▸ Exercise brief:
All of the entries must be reproduced exactly, with no images carried over.

── Records provided

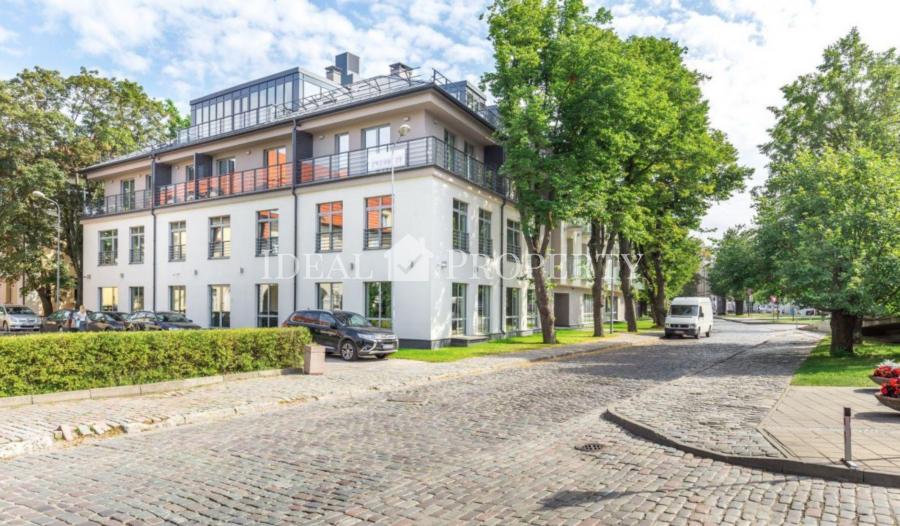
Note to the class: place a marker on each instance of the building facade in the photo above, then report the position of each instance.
(294, 191)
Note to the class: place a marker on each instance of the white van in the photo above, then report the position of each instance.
(689, 317)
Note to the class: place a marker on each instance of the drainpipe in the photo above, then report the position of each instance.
(502, 259)
(294, 173)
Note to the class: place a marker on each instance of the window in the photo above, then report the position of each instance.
(485, 240)
(329, 296)
(484, 309)
(460, 226)
(128, 200)
(266, 232)
(225, 166)
(329, 238)
(379, 217)
(136, 248)
(109, 247)
(109, 299)
(513, 241)
(531, 318)
(378, 303)
(458, 309)
(177, 298)
(219, 237)
(512, 309)
(137, 298)
(177, 240)
(377, 136)
(267, 305)
(587, 308)
(219, 306)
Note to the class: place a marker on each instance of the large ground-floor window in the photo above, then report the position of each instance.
(378, 303)
(330, 296)
(513, 298)
(267, 305)
(219, 306)
(458, 308)
(109, 299)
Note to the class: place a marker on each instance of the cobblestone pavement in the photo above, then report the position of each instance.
(497, 448)
(31, 428)
(720, 407)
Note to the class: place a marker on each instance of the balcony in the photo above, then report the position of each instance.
(118, 203)
(235, 183)
(404, 155)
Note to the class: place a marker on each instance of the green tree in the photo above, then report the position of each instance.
(731, 273)
(824, 215)
(51, 126)
(533, 81)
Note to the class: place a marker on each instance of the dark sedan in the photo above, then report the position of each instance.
(158, 321)
(347, 333)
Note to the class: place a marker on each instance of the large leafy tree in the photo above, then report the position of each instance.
(51, 126)
(828, 213)
(534, 42)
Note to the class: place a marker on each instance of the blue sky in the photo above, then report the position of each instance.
(181, 49)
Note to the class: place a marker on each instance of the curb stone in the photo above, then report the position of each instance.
(44, 442)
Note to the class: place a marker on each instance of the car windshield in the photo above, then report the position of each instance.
(352, 319)
(171, 317)
(683, 310)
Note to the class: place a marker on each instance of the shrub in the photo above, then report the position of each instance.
(63, 362)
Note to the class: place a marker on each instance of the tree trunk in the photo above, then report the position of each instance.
(537, 248)
(625, 282)
(843, 326)
(598, 245)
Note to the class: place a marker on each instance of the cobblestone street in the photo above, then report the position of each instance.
(496, 448)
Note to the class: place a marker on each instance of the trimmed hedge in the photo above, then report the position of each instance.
(45, 363)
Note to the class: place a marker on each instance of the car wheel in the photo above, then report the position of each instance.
(348, 351)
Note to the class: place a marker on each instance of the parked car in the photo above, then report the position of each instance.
(346, 333)
(158, 321)
(689, 317)
(59, 321)
(104, 321)
(18, 318)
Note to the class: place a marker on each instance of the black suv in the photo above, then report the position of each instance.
(345, 332)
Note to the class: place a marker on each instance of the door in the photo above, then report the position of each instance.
(328, 334)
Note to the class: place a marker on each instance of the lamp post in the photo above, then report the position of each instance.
(39, 194)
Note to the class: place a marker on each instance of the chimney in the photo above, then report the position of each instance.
(399, 69)
(333, 73)
(348, 64)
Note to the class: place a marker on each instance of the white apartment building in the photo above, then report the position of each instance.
(296, 191)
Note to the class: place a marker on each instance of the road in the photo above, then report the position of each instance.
(497, 448)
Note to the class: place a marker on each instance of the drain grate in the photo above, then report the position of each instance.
(590, 447)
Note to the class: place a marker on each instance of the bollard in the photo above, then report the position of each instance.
(848, 453)
(314, 359)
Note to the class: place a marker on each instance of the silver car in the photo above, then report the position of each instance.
(18, 318)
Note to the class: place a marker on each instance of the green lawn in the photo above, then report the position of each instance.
(820, 368)
(515, 344)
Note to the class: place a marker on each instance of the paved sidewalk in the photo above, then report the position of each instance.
(720, 407)
(32, 428)
(808, 423)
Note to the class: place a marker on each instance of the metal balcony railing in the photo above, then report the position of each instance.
(329, 241)
(235, 183)
(461, 241)
(107, 257)
(219, 249)
(136, 256)
(177, 252)
(267, 246)
(376, 238)
(118, 203)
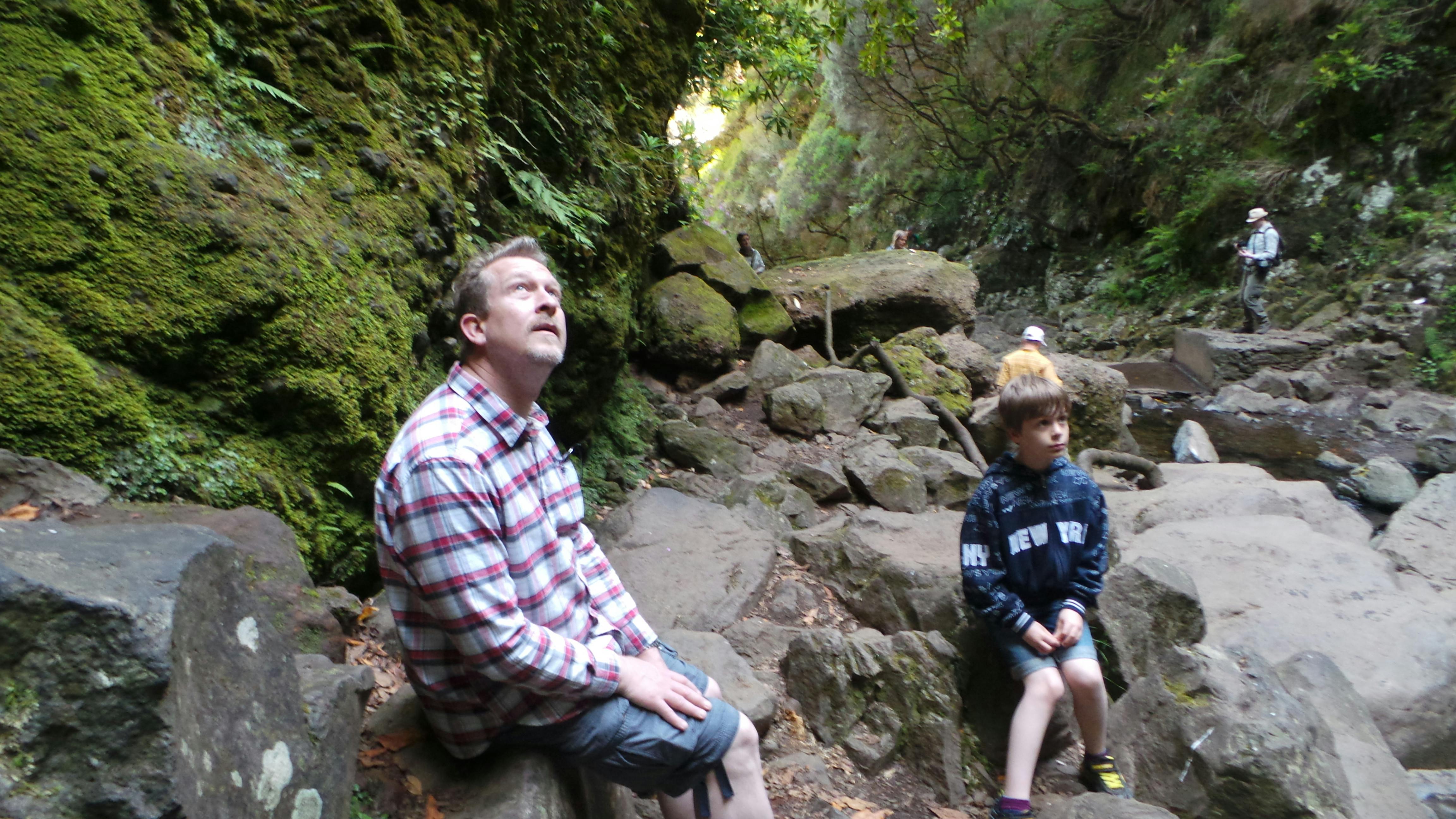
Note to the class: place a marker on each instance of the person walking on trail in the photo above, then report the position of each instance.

────

▸ Completed exercise:
Note to the class: place a marker on each instance of the building facade in the photo above, then report the position of each instance.
(294, 191)
Note to the class: place a marker on each instance of the white van in the photo above, then report the position of each instance.
(689, 317)
Note to the class: place a marker on each instance of the drainpipe in the photo above, then report the position of each instance.
(502, 259)
(294, 173)
Note to the class: place a marker on each instance of the window in the photo above, then report the position of each instance.
(485, 240)
(329, 296)
(484, 309)
(460, 226)
(128, 200)
(266, 232)
(225, 166)
(329, 238)
(379, 217)
(136, 248)
(109, 247)
(109, 299)
(513, 241)
(531, 318)
(378, 303)
(458, 309)
(177, 298)
(219, 237)
(512, 309)
(137, 298)
(177, 240)
(377, 136)
(267, 305)
(587, 308)
(219, 306)
Note to the class: place a marker on each instance of the large ground-floor window in the photo above, then report the position of each instance.
(378, 303)
(330, 296)
(513, 298)
(267, 305)
(219, 306)
(458, 308)
(109, 299)
Note to the class: place a marker on each instance of the cobblestone pavement in the photo above, then report the position of each instance.
(497, 448)
(31, 428)
(720, 407)
Note to the class: place a marker on each instance of the balcony in the photo above, then report the position of each instance.
(118, 203)
(235, 183)
(404, 155)
Note to the class: place a marker on each instance of the green tree in the photo above, then report the position of each instance.
(731, 273)
(824, 215)
(51, 126)
(533, 81)
Note to the class: place a marker on each instance of the dark sedan in the photo above, then report the position of each instance.
(158, 321)
(347, 333)
Note to the class: place a marker on each instance of the large leafy tree in the photo above, then report the position of each instance.
(51, 126)
(828, 213)
(534, 42)
Note to the class: place a marker on each instance of the blue sky in the photo above, then report the position of each instance.
(181, 49)
Note to the class: place a marker on each instance of the curb stone in the photo above, then report the position of each instance.
(44, 442)
Note to the class: place a marker on each instance of the car windshield in the photo above, then report the position of each instance.
(352, 319)
(171, 317)
(683, 310)
Note to the class: place a marker on each instance of the shrub in the photo above, then report the position of each instance.
(63, 362)
Note to the class: place a marker on each instance of the tree trunk in the photo above, then report the position of each instance.
(537, 248)
(625, 282)
(843, 326)
(598, 245)
Note to the class: place a marker on each instance of the cobblestone street in the photo above, then report the position of each instance.
(496, 448)
Note to the class: place a marker on each instance of the trimmed hedge in the photo above, then report the position of each instance.
(45, 363)
Note to the class: place a marker on each instance of the car wheel in the photo above, then report the position of each instance.
(348, 351)
Note to the class: place a marker on each instance of the parked car in the photo above, then report the position of each instance.
(346, 333)
(158, 321)
(689, 317)
(59, 321)
(104, 321)
(18, 318)
Note to the class: place a marker on each instance of the black suv in the photo above, then report the position of each instance.
(345, 332)
Note to the class: place a marker on each instance of the door in the photo above, then report the position of each instance.
(328, 334)
Note to the class: place a marker on each instance of the lamp post in the photo above, then report the position of each instance.
(39, 194)
Note to the class: place a marker on each instance of the chimney in the photo above, then report the position of each instance.
(399, 69)
(333, 73)
(348, 64)
Note to the class: place a marker on each instance of the white apartment building in the photo above, then report the position of each instance.
(296, 191)
Note to the class: place a marker on each instance of the road in the photo above, then report the position of each instance.
(497, 448)
Note to the class: place a marker on each instance of the drain grate in the photo above, then report the position of each instance.
(590, 447)
Note to the class: place a marker on each instance of the bollard in the photo above, then report the position of each instance.
(848, 453)
(314, 359)
Note to the class: place a marker on each instance of the silver car in the photo above, then report the position of each instance.
(18, 318)
Note to the class: place a marker on each instance of the green lawn in the photo above, then report the position of each instance.
(820, 368)
(515, 344)
Note to the class: place a marker on each instance of the paved sidewalk in the photo above, then report the position of each instance.
(720, 407)
(32, 428)
(808, 423)
Note to the class: place a marker on each instance of the metal balcony railing in the photo above, then report the position of each instance.
(329, 241)
(235, 183)
(461, 241)
(107, 257)
(219, 249)
(136, 256)
(177, 252)
(267, 246)
(376, 238)
(118, 203)
Note to the class: place a marker on each instance of the person walking on trail in the photo above, then report the position of each instance.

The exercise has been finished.